TASK DESCRIPTION: Every line below that holds the string "wooden" should be copied out.

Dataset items
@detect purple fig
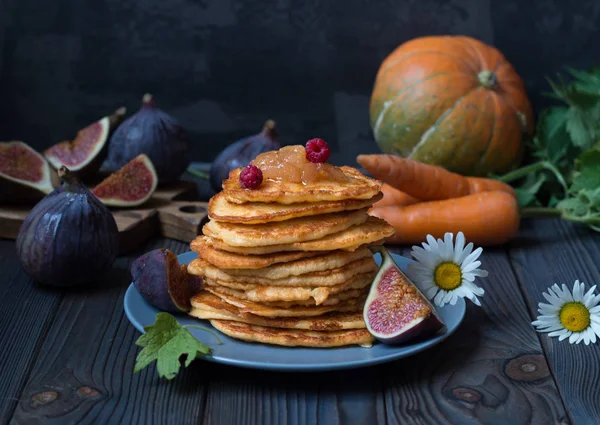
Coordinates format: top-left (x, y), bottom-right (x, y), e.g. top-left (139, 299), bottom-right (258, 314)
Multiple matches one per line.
top-left (364, 246), bottom-right (444, 344)
top-left (209, 120), bottom-right (279, 192)
top-left (132, 248), bottom-right (203, 312)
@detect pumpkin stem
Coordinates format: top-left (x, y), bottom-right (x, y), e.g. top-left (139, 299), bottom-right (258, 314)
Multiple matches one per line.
top-left (478, 70), bottom-right (497, 89)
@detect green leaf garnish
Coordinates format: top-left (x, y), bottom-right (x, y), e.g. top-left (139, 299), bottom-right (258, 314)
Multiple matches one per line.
top-left (134, 313), bottom-right (219, 380)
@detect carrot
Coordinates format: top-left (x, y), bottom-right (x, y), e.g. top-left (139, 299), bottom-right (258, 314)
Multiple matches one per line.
top-left (369, 191), bottom-right (520, 246)
top-left (357, 154), bottom-right (516, 201)
top-left (373, 183), bottom-right (420, 208)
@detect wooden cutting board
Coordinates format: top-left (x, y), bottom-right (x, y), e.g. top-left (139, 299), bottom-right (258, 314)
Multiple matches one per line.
top-left (0, 181), bottom-right (209, 254)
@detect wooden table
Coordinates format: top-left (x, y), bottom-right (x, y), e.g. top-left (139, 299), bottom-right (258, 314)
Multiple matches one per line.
top-left (1, 217), bottom-right (598, 425)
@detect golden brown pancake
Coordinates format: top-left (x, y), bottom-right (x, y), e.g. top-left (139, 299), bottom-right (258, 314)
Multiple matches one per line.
top-left (203, 273), bottom-right (373, 304)
top-left (209, 320), bottom-right (375, 347)
top-left (213, 247), bottom-right (372, 278)
top-left (205, 216), bottom-right (394, 255)
top-left (189, 257), bottom-right (377, 287)
top-left (208, 191), bottom-right (383, 224)
top-left (201, 287), bottom-right (365, 317)
top-left (189, 292), bottom-right (366, 330)
top-left (223, 166), bottom-right (382, 204)
top-left (203, 209), bottom-right (369, 247)
top-left (190, 236), bottom-right (321, 269)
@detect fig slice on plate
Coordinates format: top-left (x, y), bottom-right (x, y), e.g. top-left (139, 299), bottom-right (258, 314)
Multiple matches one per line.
top-left (91, 154), bottom-right (158, 207)
top-left (364, 246), bottom-right (444, 345)
top-left (132, 248), bottom-right (203, 313)
top-left (44, 107), bottom-right (126, 178)
top-left (0, 141), bottom-right (55, 203)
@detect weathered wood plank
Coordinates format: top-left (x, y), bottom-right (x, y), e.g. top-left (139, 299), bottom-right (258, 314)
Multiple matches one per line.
top-left (509, 218), bottom-right (600, 425)
top-left (201, 364), bottom-right (388, 425)
top-left (10, 239), bottom-right (211, 425)
top-left (381, 247), bottom-right (569, 425)
top-left (0, 240), bottom-right (63, 424)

WRITTEN ANSWER:
@detect wooden cutting board
@detect wooden table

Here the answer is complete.